▶ LISTED RECORDS:

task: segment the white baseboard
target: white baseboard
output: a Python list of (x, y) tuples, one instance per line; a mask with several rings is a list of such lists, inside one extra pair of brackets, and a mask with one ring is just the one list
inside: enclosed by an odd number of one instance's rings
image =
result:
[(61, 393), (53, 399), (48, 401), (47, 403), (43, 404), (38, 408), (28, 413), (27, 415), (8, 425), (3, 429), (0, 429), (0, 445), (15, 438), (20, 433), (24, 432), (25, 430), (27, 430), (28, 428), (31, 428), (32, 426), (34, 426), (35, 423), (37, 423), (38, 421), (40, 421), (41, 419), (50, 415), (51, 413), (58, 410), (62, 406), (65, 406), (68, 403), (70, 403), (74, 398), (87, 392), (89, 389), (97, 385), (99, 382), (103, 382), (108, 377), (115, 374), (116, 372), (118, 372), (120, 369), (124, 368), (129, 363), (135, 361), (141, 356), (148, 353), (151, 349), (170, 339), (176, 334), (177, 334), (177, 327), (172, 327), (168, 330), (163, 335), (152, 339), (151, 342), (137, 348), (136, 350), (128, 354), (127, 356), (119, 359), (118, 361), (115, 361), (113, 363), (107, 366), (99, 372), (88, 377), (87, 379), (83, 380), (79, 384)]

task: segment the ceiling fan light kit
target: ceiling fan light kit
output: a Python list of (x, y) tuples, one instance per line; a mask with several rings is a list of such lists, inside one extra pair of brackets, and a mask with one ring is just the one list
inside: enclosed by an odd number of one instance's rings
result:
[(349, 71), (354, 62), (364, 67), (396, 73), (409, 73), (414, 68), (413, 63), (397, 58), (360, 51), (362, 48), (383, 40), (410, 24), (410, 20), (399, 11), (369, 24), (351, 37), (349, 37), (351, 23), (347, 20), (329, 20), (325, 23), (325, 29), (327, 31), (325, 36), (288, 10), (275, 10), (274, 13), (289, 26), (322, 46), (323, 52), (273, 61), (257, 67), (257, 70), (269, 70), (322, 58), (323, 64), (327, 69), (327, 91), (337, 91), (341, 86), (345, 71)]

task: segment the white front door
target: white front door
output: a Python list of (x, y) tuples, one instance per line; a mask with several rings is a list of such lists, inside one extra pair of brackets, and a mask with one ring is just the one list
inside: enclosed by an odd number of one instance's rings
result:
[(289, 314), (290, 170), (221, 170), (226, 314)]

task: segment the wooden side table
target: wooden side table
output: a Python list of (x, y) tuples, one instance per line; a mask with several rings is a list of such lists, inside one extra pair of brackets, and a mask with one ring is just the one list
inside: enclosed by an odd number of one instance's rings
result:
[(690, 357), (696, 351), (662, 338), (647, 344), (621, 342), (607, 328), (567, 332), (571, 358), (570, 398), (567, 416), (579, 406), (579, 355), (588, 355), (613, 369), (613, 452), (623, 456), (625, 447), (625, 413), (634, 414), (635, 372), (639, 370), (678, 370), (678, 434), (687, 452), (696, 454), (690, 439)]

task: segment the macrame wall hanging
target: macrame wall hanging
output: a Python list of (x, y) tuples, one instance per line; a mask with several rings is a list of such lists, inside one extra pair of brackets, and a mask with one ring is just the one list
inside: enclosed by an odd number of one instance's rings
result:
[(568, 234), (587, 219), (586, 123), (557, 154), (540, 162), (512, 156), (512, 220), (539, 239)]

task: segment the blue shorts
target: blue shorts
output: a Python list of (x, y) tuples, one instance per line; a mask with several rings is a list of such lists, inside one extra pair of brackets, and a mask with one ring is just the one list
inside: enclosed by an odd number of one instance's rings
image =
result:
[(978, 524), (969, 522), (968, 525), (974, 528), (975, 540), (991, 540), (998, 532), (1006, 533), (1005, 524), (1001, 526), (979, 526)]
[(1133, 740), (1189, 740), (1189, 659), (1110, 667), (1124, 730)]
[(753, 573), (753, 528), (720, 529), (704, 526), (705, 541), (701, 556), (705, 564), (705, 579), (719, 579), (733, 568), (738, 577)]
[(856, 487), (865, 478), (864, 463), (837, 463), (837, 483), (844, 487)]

▶ PROBLEM REQUIREMENTS: Each line above must be reproduced exactly as it stands.

▶ TASK SOLUTION:
task: segment the white baseboard
target: white baseboard
output: a Python list of (x, y) tuples, one instance per line; a mask with several rings is a list of such lists, inside one extra pair of brackets, and a mask with one ring is just the one list
inside: enclosed by an odd number of one instance's rings
image =
result:
[(61, 393), (53, 399), (48, 401), (47, 403), (43, 404), (38, 408), (28, 413), (27, 415), (8, 425), (3, 429), (0, 429), (0, 445), (15, 438), (20, 433), (24, 432), (25, 430), (27, 430), (28, 428), (31, 428), (32, 426), (34, 426), (35, 423), (37, 423), (38, 421), (40, 421), (41, 419), (50, 415), (51, 413), (58, 410), (62, 406), (65, 406), (68, 403), (70, 403), (74, 398), (87, 392), (89, 389), (97, 385), (99, 382), (103, 382), (108, 377), (115, 374), (116, 372), (118, 372), (120, 369), (124, 368), (129, 363), (135, 361), (141, 356), (148, 353), (151, 349), (170, 339), (176, 334), (177, 334), (177, 327), (172, 327), (168, 330), (163, 335), (152, 339), (151, 342), (137, 348), (136, 350), (128, 354), (127, 356), (119, 359), (118, 361), (115, 361), (113, 363), (107, 366), (99, 372), (88, 377), (87, 379), (83, 380), (79, 384)]

task: segment the ceiling fan light kit
target: ceiling fan light kit
output: a Python list of (x, y) tuples, one instance per line; a mask with several rings is a list of such lists, inside one extra pair of brackets, and a mask with one ring is just the one list
inside: enclosed by an odd number of one instance's rings
result:
[(349, 71), (354, 62), (364, 67), (396, 73), (409, 73), (414, 68), (413, 63), (397, 58), (360, 51), (362, 48), (383, 40), (410, 24), (410, 20), (399, 11), (369, 24), (351, 37), (349, 37), (351, 23), (347, 20), (329, 20), (325, 23), (325, 29), (327, 31), (325, 36), (288, 10), (275, 10), (274, 13), (289, 26), (322, 46), (323, 52), (273, 61), (257, 67), (257, 70), (269, 70), (322, 58), (323, 64), (327, 69), (327, 91), (337, 91), (341, 86), (345, 71)]

task: segment the white front door
target: white front door
output: a Python list of (x, y) tuples, one instance per line; a mask with several rings is a list of such lists, inside one extra pair of brackets, and a mask with one ring is just the one list
inside: enclosed by an odd number of one instance's rings
result:
[(289, 314), (290, 170), (221, 170), (226, 314)]

task: segment the wooden side table
target: wooden side table
output: a Python list of (x, y) tuples, one instance per line; a mask with several rings is a list of such lists, inside one extra pair of brackets, and a mask with one ring is just the one list
inside: enclosed by an odd number of one instance's rings
result:
[(690, 357), (696, 351), (662, 338), (647, 344), (621, 342), (607, 328), (567, 332), (571, 358), (570, 398), (567, 416), (579, 406), (579, 355), (588, 355), (613, 369), (613, 452), (623, 456), (625, 447), (625, 413), (634, 414), (635, 372), (639, 370), (678, 370), (678, 434), (687, 452), (696, 454), (690, 439)]

task: segment the macrame wall hanging
target: macrame wall hanging
output: a Python list of (x, y) tuples, one instance per line; a mask with several rings is a list of such lists, inside one extra pair of brackets, and a mask with one ring is just the one list
inside: enclosed by an odd number of one instance's rings
result:
[(568, 234), (587, 219), (586, 123), (557, 154), (540, 162), (512, 156), (512, 220), (539, 239)]

task: segment the blue shorts
target: blue shorts
output: a Python list of (x, y) tuples, one instance per line; a mask with several rings is a list of such lists, inside one extra pair of brackets, and a mask with one ring is just the one list
inside: enclosed by an odd number of one instance's rings
image =
result:
[(978, 524), (969, 522), (968, 525), (974, 528), (975, 540), (991, 540), (998, 532), (1006, 533), (1005, 524), (1001, 526), (979, 526)]
[(1133, 740), (1189, 740), (1189, 659), (1110, 667), (1124, 730)]
[(753, 573), (753, 528), (720, 529), (704, 526), (705, 541), (701, 556), (705, 564), (705, 579), (719, 579), (733, 568), (738, 577)]
[(856, 487), (865, 478), (864, 463), (837, 463), (837, 483), (844, 487)]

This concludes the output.